[Brief] Return the lines of the data below in which the string "positive" occurs.

Records from a dataset:
==========
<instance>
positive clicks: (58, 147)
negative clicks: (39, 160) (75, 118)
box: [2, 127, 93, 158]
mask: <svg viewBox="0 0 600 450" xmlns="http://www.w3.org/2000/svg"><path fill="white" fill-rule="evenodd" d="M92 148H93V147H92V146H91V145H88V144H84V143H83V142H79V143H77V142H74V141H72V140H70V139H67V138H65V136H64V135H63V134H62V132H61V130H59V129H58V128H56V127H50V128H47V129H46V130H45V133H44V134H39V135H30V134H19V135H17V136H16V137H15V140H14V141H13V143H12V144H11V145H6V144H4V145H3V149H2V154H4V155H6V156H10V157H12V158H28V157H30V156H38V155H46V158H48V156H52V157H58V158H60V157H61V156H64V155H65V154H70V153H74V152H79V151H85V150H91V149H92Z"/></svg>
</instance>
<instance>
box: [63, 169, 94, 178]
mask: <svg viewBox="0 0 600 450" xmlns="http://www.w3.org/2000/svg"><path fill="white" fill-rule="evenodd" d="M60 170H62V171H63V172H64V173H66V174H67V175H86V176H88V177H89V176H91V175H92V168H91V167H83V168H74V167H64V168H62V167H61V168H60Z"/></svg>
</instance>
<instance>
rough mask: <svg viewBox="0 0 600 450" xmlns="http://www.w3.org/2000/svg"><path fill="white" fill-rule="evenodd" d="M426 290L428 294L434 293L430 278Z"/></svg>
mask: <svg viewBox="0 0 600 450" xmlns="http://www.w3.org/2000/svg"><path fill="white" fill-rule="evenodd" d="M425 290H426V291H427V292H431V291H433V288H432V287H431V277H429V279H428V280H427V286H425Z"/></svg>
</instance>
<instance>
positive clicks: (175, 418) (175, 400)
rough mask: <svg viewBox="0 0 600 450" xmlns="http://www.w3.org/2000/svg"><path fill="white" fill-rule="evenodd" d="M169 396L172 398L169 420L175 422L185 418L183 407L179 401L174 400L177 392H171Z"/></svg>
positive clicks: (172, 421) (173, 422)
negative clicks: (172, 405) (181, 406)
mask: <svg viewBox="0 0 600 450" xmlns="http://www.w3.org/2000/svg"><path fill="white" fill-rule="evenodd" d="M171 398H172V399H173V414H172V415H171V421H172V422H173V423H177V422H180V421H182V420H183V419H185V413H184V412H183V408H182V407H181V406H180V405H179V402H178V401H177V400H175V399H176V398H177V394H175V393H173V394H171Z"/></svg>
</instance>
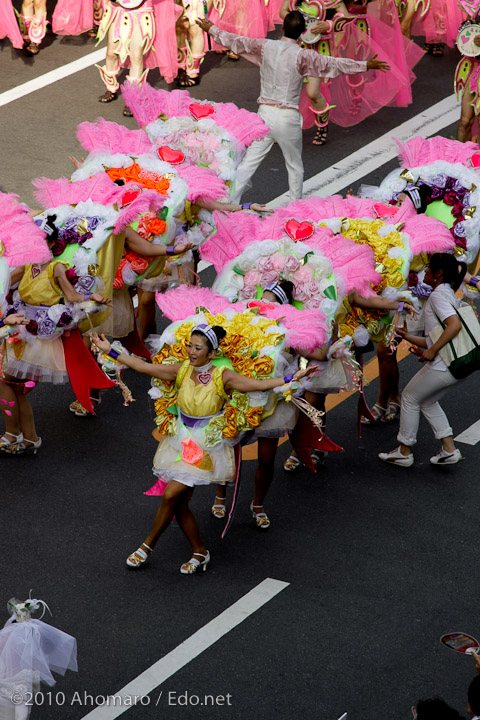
==========
[Solution to this exercise]
positive clicks: (58, 147)
positive clicks: (175, 418) (175, 400)
positive clicks: (172, 421) (173, 422)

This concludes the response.